---------- Extrahierter Text ----------

ZDF-Krimi „Tod eines Mädchens“: Nichts ist wie immer
Ein gutes Ensemble und keine Redundanzen: Der Krimi-Zweiteiler „Tod eines Mädchens“ macht vieles besser als seine Artgenossen.
In dem derzeitigen Vorabend- und Primetime-Krimi-Overkill der Öffentlich-Rechtlichen läuft ein tendenziell genervter, dem Genre aber nicht grundsätzlich abgeneigter Gelegenheitsgucker schnell Gefahr, die guten Sachen zu verpassen. Zumal wenn der Titel so scheinbar nichtssagend ist wie „Tod eines Mädchens“. So könnte jeder dritte Krimi heißen. Dabei ist der Titel hier ausnahmsweise sehr passend.
Der Zweiteiler ist nach dem Whodunit-Muster à la Agatha Christie konstruiert. In knapp 180 Minuten wird ein Tableau mit etlichen Verdächtigen entfaltet, der Zuschauer darf miträtseln, und der Mörder, der erst in den letzten Minuten entlarvt wird, entstammt dem eingeführten Personenkreis. Das ist genauso konventionell wie die Szene mit Spurensicherung und den leitenden Ermittlern am Fundort – es gibt sie in jedem „Tatort“.

---------- Vorliegende Datensätze ----------

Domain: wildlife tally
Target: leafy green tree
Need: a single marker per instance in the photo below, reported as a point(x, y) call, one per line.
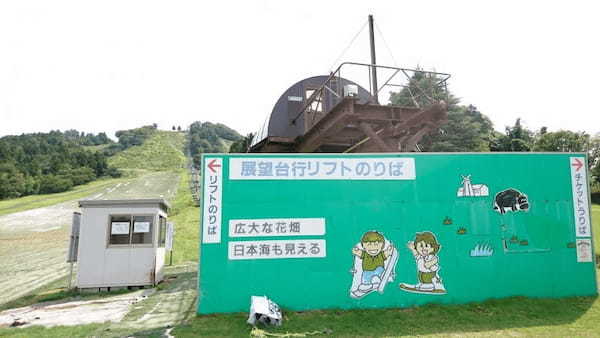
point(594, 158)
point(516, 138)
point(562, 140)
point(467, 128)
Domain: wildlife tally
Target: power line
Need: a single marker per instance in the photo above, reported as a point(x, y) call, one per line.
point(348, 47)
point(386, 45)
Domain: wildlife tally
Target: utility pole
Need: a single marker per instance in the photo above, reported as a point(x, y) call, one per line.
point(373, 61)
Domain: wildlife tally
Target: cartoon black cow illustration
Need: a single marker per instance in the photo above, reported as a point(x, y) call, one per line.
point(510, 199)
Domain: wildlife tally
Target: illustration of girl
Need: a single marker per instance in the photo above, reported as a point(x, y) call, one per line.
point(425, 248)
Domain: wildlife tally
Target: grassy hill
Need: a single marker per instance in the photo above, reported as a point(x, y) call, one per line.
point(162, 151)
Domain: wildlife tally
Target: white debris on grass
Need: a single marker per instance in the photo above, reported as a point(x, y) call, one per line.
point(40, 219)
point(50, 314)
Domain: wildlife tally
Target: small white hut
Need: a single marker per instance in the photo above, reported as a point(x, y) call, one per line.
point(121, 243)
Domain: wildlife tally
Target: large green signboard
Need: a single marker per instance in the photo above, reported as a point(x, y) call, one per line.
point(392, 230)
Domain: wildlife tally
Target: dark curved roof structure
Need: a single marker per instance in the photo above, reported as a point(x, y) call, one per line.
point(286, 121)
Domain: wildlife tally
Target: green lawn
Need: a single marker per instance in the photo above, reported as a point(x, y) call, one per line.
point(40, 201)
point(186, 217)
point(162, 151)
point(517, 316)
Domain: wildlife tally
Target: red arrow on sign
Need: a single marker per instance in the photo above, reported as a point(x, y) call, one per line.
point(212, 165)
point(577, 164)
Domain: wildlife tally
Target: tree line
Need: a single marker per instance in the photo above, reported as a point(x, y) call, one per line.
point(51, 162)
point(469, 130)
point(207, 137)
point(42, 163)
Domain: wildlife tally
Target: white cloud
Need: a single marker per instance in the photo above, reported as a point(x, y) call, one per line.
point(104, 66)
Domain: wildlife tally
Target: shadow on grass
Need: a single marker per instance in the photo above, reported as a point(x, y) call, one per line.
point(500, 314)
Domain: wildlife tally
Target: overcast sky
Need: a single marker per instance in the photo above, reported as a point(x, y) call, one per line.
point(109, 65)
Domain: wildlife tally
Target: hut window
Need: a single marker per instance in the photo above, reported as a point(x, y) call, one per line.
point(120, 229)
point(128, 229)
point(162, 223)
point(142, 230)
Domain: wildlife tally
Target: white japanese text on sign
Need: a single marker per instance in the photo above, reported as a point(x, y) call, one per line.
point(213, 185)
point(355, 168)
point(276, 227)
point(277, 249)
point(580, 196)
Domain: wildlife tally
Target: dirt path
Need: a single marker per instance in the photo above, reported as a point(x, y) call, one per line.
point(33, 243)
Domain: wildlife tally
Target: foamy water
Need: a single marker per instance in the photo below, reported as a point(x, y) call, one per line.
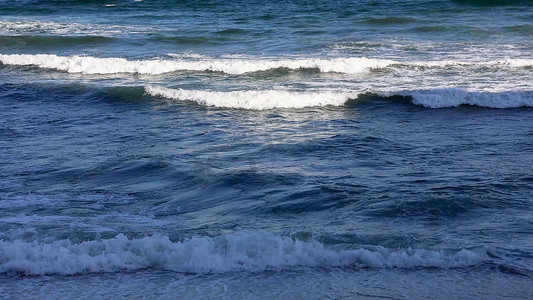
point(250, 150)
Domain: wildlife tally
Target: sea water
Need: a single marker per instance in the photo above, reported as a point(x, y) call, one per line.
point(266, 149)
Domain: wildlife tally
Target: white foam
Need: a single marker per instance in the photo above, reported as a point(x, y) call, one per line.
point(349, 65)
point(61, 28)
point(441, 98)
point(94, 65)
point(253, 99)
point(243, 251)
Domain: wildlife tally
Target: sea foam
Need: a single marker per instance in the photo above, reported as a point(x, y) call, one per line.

----------

> [Aufgaben]:
1. Fasse den Text zum ZDF-Krimi in zwei Sätzen zusammen.
2. Prüfe anhand des Textes zum ZDF-Krimi, ob die folgenden Aussagen zutreffen, und belege jede Antwort mit einem wörtlichen Zitat: (a) Der Zweiteiler dauert knapp 180 Minuten. (b) Der Mörder wird schon zu Beginn entlarvt. (c) Der Titel wird als unpassend bezeichnet.
3. Kopiere aus dem Text zum ZDF-Krimi wortgetreu den Abschnitt, der mit „ZDF-Krimi „Tod eines“ beginnt und mit „ausnahmsweise sehr passend.“ endet.

> [Lösungen]:
1. Im derzeitigen Krimi-Überangebot der Öffentlich-Rechtlichen verpasst man leicht die guten Sachen, zumal bei einem scheinbar nichtssagenden Titel wie „Tod eines Mädchens“, der hier jedoch ausnahmsweise sehr passend ist. Der Zweiteiler folgt dem Whodunit-Muster à la Agatha Christie: In knapp 180 Minuten werden etliche Verdächtige vorgestellt, und der Mörder, der erst in den letzten Minuten entlarvt wird, stammt aus dem eingeführten Personenkreis.

2.
(a) Ja: „In knapp 180 Minuten wird ein Tableau mit etlichen Verdächtigen entfaltet“.
(b) Nein: „der erst in den letzten Minuten entlarvt wird“.
(c) Nein: „Dabei ist der Titel hier ausnahmsweise sehr passend.“

3.
ZDF-Krimi „Tod eines Mädchens“: Nichts ist wie immer
Ein gutes Ensemble und keine Redundanzen: Der Krimi-Zweiteiler „Tod eines Mädchens“ macht vieles besser als seine Artgenossen.
In dem derzeitigen Vorabend- und Primetime-Krimi-Overkill der Öffentlich-Rechtlichen läuft ein tendenziell genervter, dem Genre aber nicht grundsätzlich abgeneigter Gelegenheitsgucker schnell Gefahr, die guten Sachen zu verpassen. Zumal wenn der Titel so scheinbar nichtssagend ist wie „Tod eines Mädchens“. So könnte jeder dritte Krimi heißen. Dabei ist der Titel hier ausnahmsweise sehr passend.